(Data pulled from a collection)
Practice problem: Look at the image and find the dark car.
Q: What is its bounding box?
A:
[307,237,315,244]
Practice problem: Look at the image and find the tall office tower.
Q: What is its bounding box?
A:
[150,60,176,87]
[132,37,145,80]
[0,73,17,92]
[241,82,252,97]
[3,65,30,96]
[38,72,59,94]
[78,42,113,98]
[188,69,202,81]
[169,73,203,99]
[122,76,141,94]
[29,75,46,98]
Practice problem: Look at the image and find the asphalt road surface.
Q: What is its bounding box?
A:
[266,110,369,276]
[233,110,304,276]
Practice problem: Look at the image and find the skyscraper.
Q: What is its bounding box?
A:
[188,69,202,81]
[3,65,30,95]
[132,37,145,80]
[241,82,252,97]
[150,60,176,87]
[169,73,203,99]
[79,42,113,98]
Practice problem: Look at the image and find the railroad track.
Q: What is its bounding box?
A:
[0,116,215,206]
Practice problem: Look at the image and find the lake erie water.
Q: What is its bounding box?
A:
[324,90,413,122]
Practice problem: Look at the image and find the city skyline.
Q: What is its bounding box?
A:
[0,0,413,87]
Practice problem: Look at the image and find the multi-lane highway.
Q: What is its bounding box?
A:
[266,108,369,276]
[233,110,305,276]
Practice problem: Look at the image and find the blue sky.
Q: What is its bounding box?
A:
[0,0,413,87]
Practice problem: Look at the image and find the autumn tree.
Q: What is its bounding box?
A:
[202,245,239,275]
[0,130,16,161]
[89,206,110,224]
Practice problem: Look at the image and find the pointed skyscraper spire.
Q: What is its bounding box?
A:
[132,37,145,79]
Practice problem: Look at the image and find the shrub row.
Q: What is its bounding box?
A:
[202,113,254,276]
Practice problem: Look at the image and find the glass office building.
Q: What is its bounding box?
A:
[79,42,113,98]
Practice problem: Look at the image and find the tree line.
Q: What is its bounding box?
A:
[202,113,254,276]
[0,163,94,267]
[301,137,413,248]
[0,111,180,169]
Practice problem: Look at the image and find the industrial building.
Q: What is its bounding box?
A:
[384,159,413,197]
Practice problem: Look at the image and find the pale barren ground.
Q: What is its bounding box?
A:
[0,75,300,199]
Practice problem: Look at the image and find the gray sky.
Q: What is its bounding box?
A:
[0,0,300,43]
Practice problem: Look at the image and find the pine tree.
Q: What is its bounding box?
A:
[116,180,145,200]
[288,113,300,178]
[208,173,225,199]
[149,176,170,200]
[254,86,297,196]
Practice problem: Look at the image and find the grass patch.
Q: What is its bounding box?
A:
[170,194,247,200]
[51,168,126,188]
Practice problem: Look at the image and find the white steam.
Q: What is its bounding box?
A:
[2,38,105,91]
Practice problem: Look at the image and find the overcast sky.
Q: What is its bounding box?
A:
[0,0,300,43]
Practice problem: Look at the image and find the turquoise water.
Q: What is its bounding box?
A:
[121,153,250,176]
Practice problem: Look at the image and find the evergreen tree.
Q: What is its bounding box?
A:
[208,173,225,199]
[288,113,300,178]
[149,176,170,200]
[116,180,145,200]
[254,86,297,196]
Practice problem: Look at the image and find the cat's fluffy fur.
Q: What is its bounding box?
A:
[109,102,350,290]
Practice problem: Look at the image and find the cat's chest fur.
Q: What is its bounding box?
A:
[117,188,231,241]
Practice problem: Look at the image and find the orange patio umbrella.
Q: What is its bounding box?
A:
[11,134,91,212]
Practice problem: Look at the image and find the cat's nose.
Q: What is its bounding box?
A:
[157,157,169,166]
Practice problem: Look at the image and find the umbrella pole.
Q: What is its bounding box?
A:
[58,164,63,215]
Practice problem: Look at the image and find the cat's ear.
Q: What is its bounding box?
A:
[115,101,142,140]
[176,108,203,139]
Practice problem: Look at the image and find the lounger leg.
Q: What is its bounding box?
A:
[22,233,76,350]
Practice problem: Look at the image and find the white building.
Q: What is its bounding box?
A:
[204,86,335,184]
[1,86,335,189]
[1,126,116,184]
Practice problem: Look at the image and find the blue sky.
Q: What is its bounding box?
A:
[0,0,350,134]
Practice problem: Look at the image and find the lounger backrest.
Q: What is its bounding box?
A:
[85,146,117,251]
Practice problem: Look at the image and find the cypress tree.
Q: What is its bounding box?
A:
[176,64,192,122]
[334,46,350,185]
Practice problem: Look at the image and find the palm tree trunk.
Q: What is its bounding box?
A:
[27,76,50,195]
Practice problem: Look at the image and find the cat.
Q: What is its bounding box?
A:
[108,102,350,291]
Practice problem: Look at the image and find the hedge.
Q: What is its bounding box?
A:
* * *
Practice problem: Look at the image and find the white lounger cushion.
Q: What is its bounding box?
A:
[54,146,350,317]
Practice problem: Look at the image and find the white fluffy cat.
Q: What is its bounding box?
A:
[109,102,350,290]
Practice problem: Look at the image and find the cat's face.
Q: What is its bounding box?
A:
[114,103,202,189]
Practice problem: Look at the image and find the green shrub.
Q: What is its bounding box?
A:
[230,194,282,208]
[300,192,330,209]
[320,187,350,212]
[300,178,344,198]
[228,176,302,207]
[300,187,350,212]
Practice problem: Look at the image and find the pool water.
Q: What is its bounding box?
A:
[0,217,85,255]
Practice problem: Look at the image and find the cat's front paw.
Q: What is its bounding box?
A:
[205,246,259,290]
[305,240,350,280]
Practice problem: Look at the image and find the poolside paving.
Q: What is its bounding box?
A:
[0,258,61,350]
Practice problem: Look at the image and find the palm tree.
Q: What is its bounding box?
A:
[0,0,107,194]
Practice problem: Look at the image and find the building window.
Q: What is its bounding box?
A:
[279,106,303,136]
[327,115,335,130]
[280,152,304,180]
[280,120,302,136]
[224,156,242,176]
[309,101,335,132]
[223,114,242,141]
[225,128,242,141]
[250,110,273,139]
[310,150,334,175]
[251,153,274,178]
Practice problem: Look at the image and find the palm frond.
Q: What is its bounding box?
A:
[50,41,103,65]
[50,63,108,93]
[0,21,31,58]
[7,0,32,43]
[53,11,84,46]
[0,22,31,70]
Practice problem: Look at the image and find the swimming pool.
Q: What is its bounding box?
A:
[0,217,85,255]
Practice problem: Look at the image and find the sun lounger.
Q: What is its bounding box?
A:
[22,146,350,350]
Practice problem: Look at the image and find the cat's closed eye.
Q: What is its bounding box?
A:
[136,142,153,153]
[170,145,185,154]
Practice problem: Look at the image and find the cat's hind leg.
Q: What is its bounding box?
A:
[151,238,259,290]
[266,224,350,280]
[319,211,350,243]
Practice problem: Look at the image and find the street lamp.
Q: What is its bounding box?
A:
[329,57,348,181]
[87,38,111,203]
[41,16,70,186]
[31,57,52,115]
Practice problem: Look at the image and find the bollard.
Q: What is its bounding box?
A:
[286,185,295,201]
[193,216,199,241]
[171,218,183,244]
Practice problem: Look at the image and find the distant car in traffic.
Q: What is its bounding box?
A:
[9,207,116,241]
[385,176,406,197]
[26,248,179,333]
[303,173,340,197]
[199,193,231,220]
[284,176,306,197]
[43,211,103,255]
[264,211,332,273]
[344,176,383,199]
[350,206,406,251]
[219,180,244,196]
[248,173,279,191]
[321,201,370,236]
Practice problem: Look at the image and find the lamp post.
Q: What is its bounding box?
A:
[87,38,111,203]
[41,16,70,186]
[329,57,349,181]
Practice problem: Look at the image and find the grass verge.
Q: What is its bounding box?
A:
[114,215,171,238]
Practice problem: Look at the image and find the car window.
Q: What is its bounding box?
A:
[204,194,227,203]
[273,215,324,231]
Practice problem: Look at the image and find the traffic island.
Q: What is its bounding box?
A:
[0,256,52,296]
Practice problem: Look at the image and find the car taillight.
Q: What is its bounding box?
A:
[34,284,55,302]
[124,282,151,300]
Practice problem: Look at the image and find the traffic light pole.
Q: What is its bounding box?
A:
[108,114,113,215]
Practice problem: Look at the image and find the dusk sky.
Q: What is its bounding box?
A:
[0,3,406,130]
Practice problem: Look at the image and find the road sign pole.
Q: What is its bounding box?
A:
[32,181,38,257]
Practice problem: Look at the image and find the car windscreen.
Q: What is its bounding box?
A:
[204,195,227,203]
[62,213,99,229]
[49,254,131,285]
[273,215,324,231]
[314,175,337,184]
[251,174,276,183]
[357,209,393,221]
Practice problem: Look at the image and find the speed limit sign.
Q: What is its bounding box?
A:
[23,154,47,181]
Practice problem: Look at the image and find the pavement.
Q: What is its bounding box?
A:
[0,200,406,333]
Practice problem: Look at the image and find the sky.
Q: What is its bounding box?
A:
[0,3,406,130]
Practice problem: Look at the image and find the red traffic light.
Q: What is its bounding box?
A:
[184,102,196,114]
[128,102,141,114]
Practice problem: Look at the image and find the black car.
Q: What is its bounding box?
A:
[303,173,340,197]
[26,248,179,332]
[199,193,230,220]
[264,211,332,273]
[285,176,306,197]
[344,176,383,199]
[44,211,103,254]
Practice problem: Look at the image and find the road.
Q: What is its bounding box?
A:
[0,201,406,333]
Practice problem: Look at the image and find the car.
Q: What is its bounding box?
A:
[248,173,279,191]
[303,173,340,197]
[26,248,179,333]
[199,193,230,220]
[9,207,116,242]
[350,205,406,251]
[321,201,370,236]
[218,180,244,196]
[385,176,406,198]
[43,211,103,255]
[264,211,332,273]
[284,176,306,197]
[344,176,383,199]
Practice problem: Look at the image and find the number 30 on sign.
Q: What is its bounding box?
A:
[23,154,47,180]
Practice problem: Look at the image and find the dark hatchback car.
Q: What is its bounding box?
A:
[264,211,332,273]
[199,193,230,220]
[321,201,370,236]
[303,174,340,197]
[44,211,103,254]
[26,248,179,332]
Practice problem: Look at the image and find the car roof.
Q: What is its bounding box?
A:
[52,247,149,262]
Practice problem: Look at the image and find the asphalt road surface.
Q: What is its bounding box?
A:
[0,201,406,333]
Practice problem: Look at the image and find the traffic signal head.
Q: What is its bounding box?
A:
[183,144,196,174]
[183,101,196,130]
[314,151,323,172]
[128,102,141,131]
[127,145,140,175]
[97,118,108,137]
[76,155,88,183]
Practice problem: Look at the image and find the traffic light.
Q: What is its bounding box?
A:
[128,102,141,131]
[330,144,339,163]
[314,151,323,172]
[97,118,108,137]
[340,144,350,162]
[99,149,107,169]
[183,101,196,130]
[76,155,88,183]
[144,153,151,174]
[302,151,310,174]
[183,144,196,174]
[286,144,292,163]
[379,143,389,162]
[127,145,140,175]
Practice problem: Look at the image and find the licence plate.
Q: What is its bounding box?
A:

_What is asked_. Copy out the data word for word, beginning at the line that contains "Practice problem: Look at the image and find the car window." and continuing through the line that contains "[0,256,52,296]".

_Result of this task_.
Practice problem: Look at the image and find the car window.
Q: What is its bounding box?
A:
[204,194,227,203]
[273,215,324,231]
Practice problem: Look at the image and find the traffic island.
Q: What is its bounding box?
A:
[0,256,52,296]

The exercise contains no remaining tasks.